**Exercise aim**. Reproduce only the lines that run from the line with "Task: point out each instance of the glowing" to the last line of the material, both ends included, exactly as they appear.

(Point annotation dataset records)

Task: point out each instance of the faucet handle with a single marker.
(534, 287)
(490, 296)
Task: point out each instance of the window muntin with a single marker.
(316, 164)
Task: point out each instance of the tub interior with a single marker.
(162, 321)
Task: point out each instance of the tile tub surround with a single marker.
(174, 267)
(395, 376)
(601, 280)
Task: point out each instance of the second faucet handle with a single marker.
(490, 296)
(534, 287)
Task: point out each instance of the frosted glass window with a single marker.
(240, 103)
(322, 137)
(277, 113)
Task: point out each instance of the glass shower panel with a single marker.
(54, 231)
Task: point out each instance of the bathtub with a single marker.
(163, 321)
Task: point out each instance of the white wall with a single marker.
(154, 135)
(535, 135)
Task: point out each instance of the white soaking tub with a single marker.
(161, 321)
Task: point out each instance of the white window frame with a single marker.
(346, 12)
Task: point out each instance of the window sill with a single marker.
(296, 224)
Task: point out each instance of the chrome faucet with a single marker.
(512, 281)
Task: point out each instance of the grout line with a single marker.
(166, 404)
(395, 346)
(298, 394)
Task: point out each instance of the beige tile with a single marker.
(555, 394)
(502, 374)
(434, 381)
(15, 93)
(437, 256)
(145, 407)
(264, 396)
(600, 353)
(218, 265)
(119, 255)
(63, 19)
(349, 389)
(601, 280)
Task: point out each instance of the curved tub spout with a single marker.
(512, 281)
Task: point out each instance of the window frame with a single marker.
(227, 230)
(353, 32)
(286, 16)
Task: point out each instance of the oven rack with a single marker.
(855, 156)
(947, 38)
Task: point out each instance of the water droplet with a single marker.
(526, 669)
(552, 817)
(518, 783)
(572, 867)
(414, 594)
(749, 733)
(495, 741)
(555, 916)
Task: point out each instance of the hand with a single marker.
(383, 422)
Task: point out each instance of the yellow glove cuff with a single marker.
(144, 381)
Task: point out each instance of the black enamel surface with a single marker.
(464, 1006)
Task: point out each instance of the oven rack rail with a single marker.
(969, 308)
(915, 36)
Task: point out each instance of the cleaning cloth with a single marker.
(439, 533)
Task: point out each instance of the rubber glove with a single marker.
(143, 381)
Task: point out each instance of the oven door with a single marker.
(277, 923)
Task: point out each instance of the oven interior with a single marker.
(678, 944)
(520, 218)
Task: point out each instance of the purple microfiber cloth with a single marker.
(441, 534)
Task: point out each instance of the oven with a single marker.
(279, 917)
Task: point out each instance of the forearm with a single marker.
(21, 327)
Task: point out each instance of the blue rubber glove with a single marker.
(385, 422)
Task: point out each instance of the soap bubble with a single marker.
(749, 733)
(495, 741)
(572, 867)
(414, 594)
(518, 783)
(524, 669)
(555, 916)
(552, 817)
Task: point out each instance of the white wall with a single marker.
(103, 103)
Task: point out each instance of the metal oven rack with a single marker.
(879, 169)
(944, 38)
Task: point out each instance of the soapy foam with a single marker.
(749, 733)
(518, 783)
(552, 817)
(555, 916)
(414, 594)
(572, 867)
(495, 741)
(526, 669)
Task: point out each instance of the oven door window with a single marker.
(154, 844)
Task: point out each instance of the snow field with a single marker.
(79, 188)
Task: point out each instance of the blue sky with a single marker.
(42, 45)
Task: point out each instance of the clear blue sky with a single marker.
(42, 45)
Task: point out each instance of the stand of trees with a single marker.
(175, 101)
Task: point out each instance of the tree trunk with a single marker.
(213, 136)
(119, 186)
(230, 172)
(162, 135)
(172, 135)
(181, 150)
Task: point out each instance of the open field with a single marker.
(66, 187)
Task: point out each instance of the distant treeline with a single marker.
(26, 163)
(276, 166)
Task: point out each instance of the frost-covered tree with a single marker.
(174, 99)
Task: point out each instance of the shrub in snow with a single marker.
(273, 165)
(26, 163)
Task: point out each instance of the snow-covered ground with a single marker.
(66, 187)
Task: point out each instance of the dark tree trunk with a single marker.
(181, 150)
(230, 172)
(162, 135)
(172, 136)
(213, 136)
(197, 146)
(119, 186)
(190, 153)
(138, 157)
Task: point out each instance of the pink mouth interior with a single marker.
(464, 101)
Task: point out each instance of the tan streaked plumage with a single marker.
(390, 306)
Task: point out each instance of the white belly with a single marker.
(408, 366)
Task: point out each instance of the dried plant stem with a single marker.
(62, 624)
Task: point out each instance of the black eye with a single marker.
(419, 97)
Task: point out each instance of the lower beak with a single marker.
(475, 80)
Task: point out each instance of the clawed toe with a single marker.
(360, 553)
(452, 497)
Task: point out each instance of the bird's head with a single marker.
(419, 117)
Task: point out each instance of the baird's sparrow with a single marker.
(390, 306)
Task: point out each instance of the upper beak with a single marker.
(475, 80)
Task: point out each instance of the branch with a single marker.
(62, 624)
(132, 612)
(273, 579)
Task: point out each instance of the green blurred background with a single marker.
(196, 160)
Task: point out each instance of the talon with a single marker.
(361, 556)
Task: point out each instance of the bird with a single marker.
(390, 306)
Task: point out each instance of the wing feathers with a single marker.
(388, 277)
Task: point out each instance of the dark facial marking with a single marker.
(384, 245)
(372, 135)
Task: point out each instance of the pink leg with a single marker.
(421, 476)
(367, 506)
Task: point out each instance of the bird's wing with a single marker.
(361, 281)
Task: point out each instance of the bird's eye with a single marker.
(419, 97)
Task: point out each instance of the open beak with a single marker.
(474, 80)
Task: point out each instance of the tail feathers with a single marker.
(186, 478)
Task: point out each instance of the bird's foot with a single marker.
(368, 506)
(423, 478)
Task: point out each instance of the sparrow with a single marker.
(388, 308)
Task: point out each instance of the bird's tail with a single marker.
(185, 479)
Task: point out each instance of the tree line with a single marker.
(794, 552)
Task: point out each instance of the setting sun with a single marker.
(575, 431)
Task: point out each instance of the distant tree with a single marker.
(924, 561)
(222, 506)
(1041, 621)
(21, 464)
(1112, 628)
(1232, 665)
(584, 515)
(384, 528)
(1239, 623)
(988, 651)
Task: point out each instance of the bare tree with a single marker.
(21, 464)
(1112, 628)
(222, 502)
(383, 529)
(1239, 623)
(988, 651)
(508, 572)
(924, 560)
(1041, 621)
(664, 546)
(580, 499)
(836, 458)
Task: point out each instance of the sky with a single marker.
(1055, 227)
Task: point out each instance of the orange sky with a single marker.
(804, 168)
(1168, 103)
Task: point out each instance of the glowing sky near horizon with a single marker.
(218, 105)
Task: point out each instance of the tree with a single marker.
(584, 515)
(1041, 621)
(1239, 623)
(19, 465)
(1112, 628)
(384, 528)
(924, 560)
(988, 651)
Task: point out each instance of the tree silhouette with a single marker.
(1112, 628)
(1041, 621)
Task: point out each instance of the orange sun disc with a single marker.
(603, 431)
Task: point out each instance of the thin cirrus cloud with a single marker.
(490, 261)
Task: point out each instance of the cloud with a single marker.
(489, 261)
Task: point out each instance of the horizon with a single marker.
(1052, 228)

**Answer to the task**.
Task: point out each instance of the glowing sky near horizon with a single marker.
(218, 105)
Task: point out each instance of the tree with a single marker.
(584, 515)
(1041, 621)
(1239, 623)
(19, 465)
(1112, 628)
(384, 528)
(924, 560)
(988, 651)
Task: point out each instance of the tree silhouette with a single marker.
(1112, 628)
(1041, 621)
Task: point out each instance of the orange sun disc with a single marker.
(603, 431)
Task: point out each instance of the thin cirrus cloud with a single marker.
(490, 261)
Task: point out each instance of the cloud with a single marker.
(489, 261)
Task: point out each instance of the horizon with a single marker.
(1052, 228)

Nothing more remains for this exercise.